Exercise objective — Copy the items from the line containing "of the man's" through the end of the items, changing "innermost point" to "central point" and leaving everything else the same.

Material for this task —
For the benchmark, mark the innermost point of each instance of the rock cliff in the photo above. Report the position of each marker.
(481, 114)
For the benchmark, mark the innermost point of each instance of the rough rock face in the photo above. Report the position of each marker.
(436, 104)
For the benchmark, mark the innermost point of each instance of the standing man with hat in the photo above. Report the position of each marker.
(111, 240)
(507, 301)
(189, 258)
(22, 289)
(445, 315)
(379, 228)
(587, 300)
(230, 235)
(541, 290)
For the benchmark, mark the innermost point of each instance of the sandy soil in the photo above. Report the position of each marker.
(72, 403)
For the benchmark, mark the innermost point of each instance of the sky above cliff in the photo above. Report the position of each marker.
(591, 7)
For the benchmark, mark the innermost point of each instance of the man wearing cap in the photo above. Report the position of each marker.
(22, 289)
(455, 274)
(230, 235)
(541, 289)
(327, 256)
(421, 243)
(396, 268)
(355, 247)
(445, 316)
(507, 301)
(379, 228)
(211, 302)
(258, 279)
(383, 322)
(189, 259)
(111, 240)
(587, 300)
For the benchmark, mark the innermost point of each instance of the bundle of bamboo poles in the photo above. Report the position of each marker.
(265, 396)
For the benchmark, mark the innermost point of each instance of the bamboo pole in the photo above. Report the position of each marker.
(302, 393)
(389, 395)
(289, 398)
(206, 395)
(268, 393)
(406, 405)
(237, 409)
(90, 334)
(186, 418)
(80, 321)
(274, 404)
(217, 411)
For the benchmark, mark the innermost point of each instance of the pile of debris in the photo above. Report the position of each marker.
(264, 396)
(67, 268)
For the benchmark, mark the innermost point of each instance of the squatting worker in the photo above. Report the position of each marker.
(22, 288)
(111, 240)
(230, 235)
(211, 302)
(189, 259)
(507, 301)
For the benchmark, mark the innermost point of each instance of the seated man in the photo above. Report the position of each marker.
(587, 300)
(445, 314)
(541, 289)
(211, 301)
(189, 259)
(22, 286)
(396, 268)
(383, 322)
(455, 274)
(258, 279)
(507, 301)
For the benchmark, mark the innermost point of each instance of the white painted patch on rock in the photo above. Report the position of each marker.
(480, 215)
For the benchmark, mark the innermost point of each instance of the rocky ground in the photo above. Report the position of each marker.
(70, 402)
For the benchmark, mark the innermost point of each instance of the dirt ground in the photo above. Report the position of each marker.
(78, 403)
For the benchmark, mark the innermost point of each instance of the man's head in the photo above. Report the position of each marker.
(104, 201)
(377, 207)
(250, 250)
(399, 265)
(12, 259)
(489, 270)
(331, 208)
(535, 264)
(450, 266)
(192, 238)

Correct output —
For the benchmark, mark the central point of each instance of the man's head in the photo above. Report the position of each marker.
(104, 201)
(377, 207)
(250, 250)
(399, 265)
(12, 259)
(489, 270)
(331, 208)
(535, 264)
(450, 266)
(192, 238)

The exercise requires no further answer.